- Source extract:
----------------------------------------
The parallel is unmistakable and it nudges us towards a larger point. Advani in Delhi and Mayawati in Lucknow are impelled by a similar force. There was a time in the ’90s when Mandir and Mandal seemed to have given birth to parties which harnessed energies unleashed by pointed and sectarian politics. The Other was to be as clearly identifiable as the core constituency. And the core constituency must be tightly rallied around exclusive symbols and slogans. It was the time of fragmentation in Indian politics when the broad social coalition that the Congress had cobbled together was splintering into its newly-assertive parts. It bequeathed us with an array of new parties. But over the years, as vote banks settled and congealed, and yielded serial hung legislatures, a new imperative has been making itself felt. It points to the need to reach out across borders. To forge broader coalitions, to stake out middle grounds.
----------------------------------------
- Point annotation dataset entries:
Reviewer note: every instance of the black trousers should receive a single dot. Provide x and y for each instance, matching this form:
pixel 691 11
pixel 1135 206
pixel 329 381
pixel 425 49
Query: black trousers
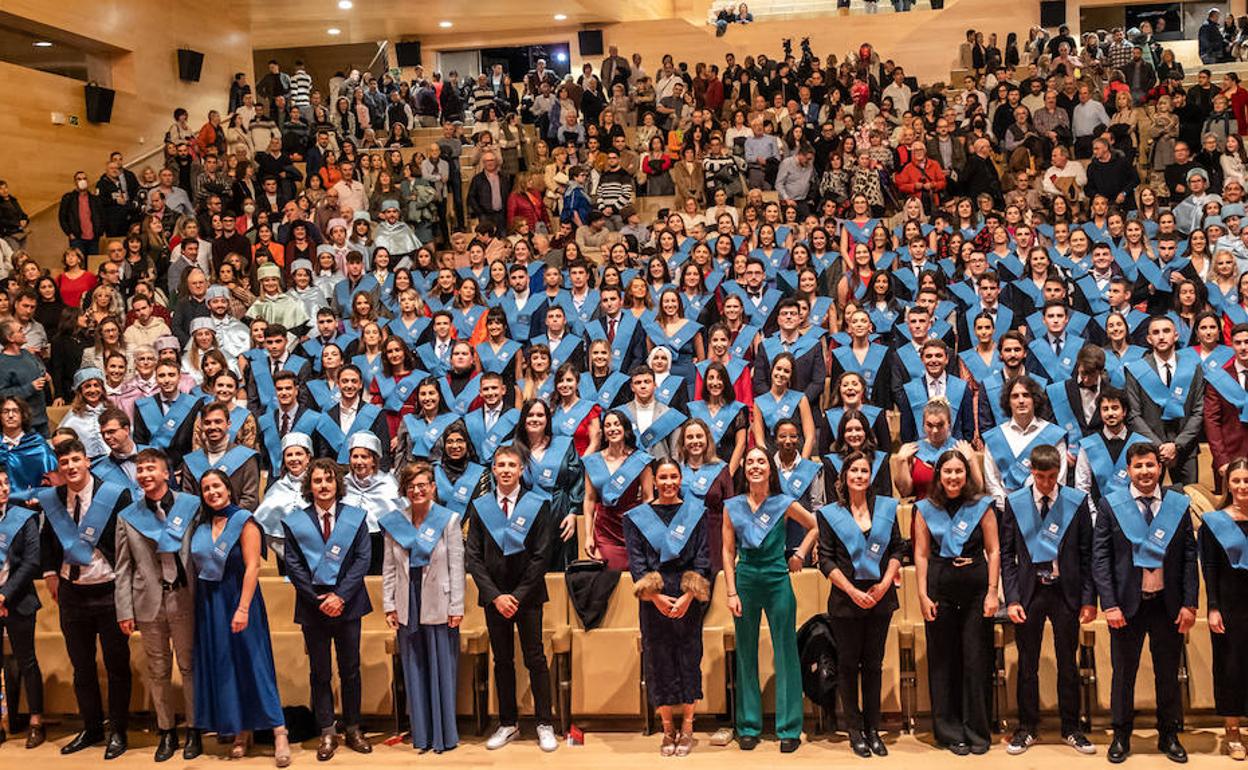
pixel 527 622
pixel 1050 604
pixel 860 660
pixel 21 635
pixel 1166 644
pixel 87 613
pixel 343 635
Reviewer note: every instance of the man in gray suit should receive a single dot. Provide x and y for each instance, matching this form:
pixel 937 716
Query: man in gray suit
pixel 1166 393
pixel 154 592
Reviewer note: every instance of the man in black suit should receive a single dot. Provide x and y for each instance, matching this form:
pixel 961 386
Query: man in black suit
pixel 1145 565
pixel 327 557
pixel 809 371
pixel 507 550
pixel 79 554
pixel 1046 568
pixel 1166 399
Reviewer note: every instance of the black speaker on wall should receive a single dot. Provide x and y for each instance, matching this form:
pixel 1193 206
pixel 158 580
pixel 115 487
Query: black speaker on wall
pixel 590 43
pixel 408 54
pixel 190 64
pixel 1052 13
pixel 99 104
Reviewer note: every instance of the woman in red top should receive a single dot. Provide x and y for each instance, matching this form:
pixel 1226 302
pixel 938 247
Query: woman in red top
pixel 75 281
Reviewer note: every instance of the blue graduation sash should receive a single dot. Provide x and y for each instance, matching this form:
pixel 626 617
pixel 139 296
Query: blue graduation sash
pixel 325 557
pixel 950 533
pixel 167 534
pixel 1148 543
pixel 14 519
pixel 1043 537
pixel 1057 370
pixel 79 538
pixel 866 549
pixel 698 481
pixel 462 402
pixel 1172 399
pixel 1224 531
pixel 612 486
pixel 165 427
pixel 753 527
pixel 798 482
pixel 418 542
pixel 210 554
pixel 394 394
pixel 668 539
pixel 605 394
pixel 197 462
pixel 1015 469
pixel 457 494
pixel 774 409
pixel 509 532
pixel 424 434
pixel 1110 476
pixel 546 472
pixel 564 422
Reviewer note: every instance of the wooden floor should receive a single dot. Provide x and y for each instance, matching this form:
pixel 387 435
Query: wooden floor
pixel 628 749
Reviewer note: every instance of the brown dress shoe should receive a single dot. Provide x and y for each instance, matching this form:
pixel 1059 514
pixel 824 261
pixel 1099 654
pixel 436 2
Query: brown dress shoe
pixel 328 745
pixel 356 741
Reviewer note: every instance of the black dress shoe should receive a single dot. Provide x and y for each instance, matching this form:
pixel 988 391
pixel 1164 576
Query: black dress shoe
pixel 166 746
pixel 356 741
pixel 194 744
pixel 82 740
pixel 1120 748
pixel 35 736
pixel 116 745
pixel 1171 748
pixel 876 744
pixel 858 743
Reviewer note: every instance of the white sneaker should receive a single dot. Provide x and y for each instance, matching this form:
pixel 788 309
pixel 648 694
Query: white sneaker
pixel 546 738
pixel 503 735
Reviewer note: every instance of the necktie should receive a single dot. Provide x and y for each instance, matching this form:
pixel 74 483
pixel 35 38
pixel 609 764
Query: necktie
pixel 76 570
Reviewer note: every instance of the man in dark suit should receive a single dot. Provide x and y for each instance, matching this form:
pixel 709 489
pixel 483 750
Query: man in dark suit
pixel 809 371
pixel 1046 568
pixel 1145 565
pixel 1166 397
pixel 79 548
pixel 327 557
pixel 507 552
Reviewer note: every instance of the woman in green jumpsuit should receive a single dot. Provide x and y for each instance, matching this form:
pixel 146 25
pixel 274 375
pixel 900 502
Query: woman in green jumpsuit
pixel 758 583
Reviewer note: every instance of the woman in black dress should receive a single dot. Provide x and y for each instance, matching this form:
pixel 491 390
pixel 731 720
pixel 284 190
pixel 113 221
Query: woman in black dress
pixel 1224 562
pixel 670 567
pixel 957 563
pixel 860 552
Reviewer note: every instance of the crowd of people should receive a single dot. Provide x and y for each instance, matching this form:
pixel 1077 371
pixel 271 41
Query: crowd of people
pixel 332 348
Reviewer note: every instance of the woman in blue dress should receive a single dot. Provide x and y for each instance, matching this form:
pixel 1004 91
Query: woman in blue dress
pixel 235 675
pixel 670 328
pixel 423 598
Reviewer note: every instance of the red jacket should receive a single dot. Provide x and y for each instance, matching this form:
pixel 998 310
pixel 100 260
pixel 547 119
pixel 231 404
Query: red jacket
pixel 1227 434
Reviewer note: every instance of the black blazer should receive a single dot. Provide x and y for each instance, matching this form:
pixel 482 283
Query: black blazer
pixel 1073 560
pixel 522 574
pixel 1118 579
pixel 53 555
pixel 351 577
pixel 24 567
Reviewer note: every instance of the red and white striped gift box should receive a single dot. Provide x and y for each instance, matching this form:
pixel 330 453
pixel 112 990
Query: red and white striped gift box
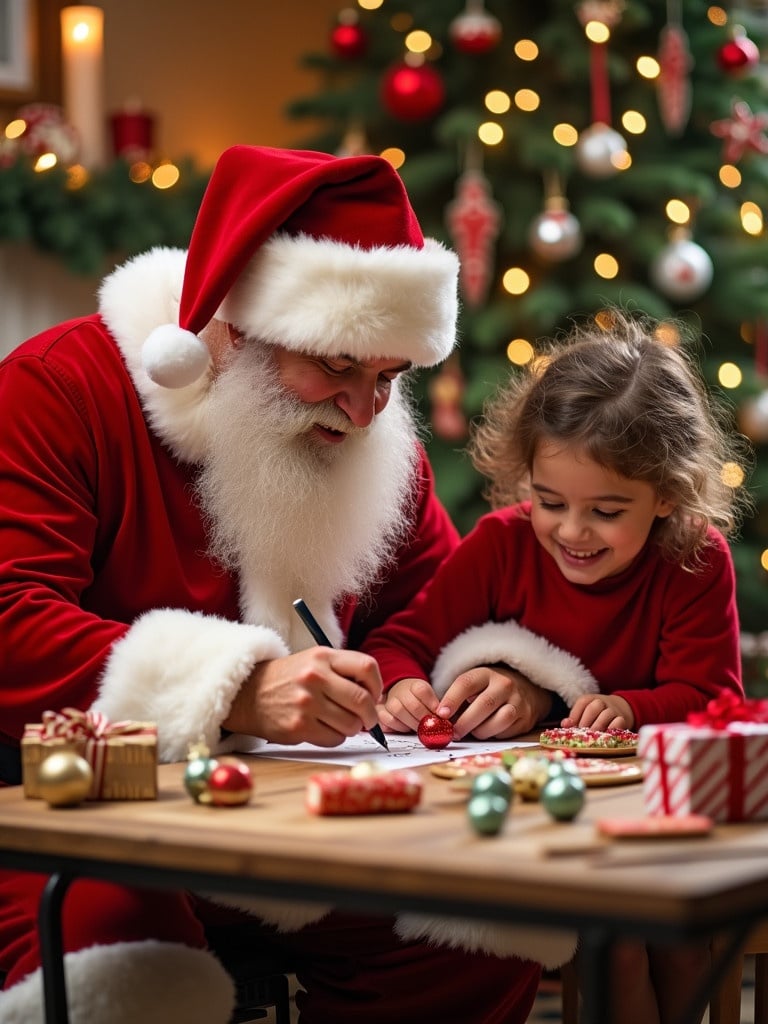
pixel 699 769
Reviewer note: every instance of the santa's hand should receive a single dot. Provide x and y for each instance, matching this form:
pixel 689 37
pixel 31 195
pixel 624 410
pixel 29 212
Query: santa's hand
pixel 597 711
pixel 320 695
pixel 406 704
pixel 494 701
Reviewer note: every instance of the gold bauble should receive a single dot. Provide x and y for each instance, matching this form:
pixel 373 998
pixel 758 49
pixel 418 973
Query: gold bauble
pixel 65 778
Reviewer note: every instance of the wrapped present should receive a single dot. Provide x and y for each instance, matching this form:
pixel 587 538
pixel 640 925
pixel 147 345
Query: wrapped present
pixel 715 764
pixel 122 755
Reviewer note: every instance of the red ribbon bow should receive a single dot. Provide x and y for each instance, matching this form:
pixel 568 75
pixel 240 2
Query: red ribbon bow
pixel 723 711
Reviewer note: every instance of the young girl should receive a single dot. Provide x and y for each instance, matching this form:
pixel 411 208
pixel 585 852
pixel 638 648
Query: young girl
pixel 610 588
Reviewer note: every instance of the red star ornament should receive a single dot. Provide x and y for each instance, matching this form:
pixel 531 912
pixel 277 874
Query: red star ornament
pixel 473 220
pixel 741 132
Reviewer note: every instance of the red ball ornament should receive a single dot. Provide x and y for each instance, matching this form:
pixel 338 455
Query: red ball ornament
pixel 348 41
pixel 229 783
pixel 412 93
pixel 435 732
pixel 475 32
pixel 737 55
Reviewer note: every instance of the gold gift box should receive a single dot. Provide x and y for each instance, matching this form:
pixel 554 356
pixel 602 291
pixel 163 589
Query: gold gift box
pixel 123 757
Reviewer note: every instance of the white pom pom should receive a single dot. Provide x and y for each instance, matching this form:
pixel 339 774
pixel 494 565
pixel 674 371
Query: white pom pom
pixel 174 357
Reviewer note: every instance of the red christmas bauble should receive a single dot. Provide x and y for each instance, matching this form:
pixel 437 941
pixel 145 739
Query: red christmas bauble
----------------------------------------
- Requirement 1:
In the passage on Indian politics, what did the period of fragmentation leave behind?
- Requirement 2:
Turn the entries into a numbered list. Begin at the first line of the entries and stop after the line that has "pixel 1166 399", skipping blank lines and leaving out the picture.

- Full output 1:
An array of new parties.

- Full output 2:
1. Reviewer note: every instance of the black trousers should receive a single dot. Provide x and y for each instance, matching this form:
2. pixel 691 11
3. pixel 1135 206
4. pixel 329 381
5. pixel 425 49
6. Query: black trousers
7. pixel 527 622
8. pixel 1050 604
9. pixel 860 660
10. pixel 21 635
11. pixel 1166 644
12. pixel 87 613
13. pixel 343 635
14. Reviewer note: every instance of the man in gray suit should receive a single dot. Provide x and y for each instance, matching this form:
15. pixel 937 716
16. Query: man in gray suit
17. pixel 1166 393
18. pixel 154 592
19. Reviewer note: every instance of the man in black suit should receive a single dot. Provide x and y for each instance, matching this form:
20. pixel 961 386
21. Query: man in black suit
22. pixel 1145 565
23. pixel 327 557
24. pixel 809 371
25. pixel 507 550
26. pixel 79 554
27. pixel 1046 568
28. pixel 1166 399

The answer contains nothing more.